**About this task:** Using the article on sunscreen packaging below, state the role Sara Hiom holds.
Start of Excerpted passage
Charity demands clearer warnings on sun damage

Cancer Research is calling for designers to create more responsible sunscreen packaging, as British holiday makers depart for the sun and skin cancer cases continue to rise.

The charity says packaging and branding for sunscreen products must focus more heavily on safety to drive home the message that sun bathing can cause skin cancer. ‘There’s too much small print,’ asserts Sara Hiom, co-ordinator of Cancer Research UK’s SunSmart sun exposure awareness campaign. ‘Health messages must be more prominent.’

But while Hiom encourages driving home health and safety messages, she falls short of calling for re-branding of sunscreens from cosmetic to ‘preventative health’ goods – a move that would make creams cheaper by unburdening them of VAT.

‘Sunscreens are the one concession youngsters make in the sun,’ she says. ‘They refuse to sit in the shade or wear hats, but they will use sunscreen because they feel it’ll make them look beautiful, so [packaging] needs [to retain] that cosmetic element.’

Designers need to convey both safety and aspirational messages, says David Beard, creative director at Brandhouse WTS, which recently created packaging for new sunscreen brand Blockhead. It dispensed with ‘wordy, difficult to read small print’, limiting itself to a dominant standalone number indicating factor strength on the front. Health and safety information was placed back-of-pack in larger-than-

usual bullet-pointed typography.

‘Sunscreen health messages often blind consumers with science,’ ventures Beard. The group has used the Blockhead bottle’s functional shape to deliver aspirational messages and ‘create a funky accessory for any situation’.
End of Excerpted passage
Start of Data block
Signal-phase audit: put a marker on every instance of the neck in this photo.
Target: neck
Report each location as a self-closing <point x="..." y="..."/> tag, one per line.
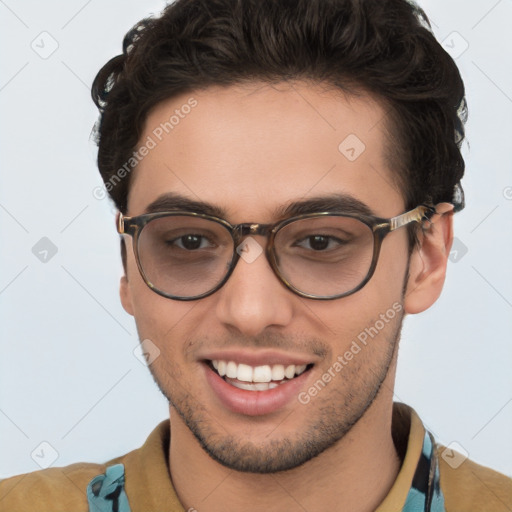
End of Data block
**Solution below:** She is co-ordinator of Cancer Research UK's SunSmart sun exposure awareness campaign.